**What you will do:** Write out the entries below once more, exactly.

....................

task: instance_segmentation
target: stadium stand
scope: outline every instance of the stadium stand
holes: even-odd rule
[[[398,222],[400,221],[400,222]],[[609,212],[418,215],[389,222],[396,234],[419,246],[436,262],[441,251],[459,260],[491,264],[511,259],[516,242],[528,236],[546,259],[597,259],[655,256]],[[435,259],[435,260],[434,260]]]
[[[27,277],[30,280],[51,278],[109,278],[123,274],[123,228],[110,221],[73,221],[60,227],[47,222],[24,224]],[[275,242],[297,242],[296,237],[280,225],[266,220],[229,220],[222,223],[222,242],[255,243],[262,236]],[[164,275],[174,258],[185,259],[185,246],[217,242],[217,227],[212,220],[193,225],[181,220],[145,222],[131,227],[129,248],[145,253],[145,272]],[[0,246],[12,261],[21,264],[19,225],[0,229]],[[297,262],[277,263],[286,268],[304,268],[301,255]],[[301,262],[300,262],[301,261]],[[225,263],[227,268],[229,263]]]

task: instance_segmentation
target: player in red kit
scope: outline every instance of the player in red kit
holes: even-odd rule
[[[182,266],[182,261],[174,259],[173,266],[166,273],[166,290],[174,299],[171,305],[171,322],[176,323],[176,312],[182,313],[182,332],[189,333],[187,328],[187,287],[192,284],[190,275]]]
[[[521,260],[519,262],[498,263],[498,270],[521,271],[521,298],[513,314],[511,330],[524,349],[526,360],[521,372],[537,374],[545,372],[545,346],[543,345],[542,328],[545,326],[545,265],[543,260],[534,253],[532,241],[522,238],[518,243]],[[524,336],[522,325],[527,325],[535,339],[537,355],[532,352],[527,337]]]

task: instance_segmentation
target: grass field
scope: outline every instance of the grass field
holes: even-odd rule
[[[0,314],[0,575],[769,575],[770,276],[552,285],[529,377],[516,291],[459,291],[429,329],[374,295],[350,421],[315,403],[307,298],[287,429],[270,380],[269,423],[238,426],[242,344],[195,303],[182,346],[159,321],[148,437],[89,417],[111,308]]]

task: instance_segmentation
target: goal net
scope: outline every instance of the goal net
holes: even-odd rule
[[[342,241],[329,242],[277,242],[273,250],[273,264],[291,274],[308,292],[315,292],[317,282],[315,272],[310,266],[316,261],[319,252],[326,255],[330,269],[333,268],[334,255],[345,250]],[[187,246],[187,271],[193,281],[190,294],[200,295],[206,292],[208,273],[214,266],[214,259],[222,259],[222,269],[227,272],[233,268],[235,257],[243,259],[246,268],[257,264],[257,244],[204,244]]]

....................

**Final answer:**
task: instance_segmentation
target: stadium stand
scope: outline every instance of the stadium stand
holes: even-odd rule
[[[398,222],[400,221],[400,222]],[[609,212],[418,215],[389,222],[396,234],[419,246],[436,262],[441,251],[459,260],[491,264],[511,259],[516,242],[528,236],[546,259],[597,259],[655,256]],[[435,259],[435,260],[434,260]]]
[[[27,277],[30,280],[51,278],[109,278],[123,274],[123,228],[110,221],[73,221],[60,227],[47,222],[24,224]],[[275,242],[297,242],[296,237],[280,225],[266,220],[229,220],[222,223],[222,242],[255,243],[262,236]],[[164,275],[174,258],[185,259],[185,246],[217,242],[217,227],[212,220],[193,225],[181,220],[145,222],[131,227],[129,248],[145,253],[145,272]],[[0,246],[12,261],[21,264],[19,225],[0,229]],[[297,262],[277,263],[286,268],[304,268],[301,255]],[[301,262],[300,262],[301,261]],[[225,263],[227,268],[229,263]]]

task: instance_segmentation
target: player in red kit
scope: outline every instance of the player in red kit
holes: even-odd rule
[[[182,266],[182,261],[174,259],[173,266],[166,273],[166,290],[174,299],[171,305],[171,322],[176,323],[176,312],[182,313],[182,332],[189,333],[187,328],[187,287],[192,284],[190,275]]]
[[[521,260],[519,262],[498,263],[498,270],[521,271],[521,298],[513,314],[511,330],[524,349],[526,360],[521,372],[537,374],[545,372],[545,346],[543,345],[542,328],[545,326],[545,265],[543,260],[534,253],[532,241],[522,238],[518,243]],[[524,336],[522,325],[527,325],[535,339],[537,355],[532,352],[527,337]]]

task: instance_segmentation
target: grass field
scope: outline every instance of the grass field
holes: even-odd rule
[[[0,314],[0,575],[769,575],[770,276],[552,285],[529,377],[516,291],[459,291],[429,329],[374,295],[350,421],[315,403],[307,298],[287,429],[270,380],[269,423],[238,426],[242,344],[195,303],[182,346],[159,321],[148,437],[89,417],[111,308]]]

task: instance_segmentation
target: goal net
scope: outline every instance of the goal net
holes: even-odd rule
[[[342,241],[329,242],[277,242],[273,250],[273,264],[291,274],[308,292],[315,292],[317,282],[315,272],[310,266],[316,261],[319,252],[326,255],[330,269],[333,268],[334,255],[345,250]],[[187,246],[187,271],[193,281],[190,294],[200,295],[206,292],[208,273],[214,266],[214,259],[222,259],[222,269],[227,272],[233,268],[235,257],[243,259],[246,268],[257,264],[257,244],[204,244]]]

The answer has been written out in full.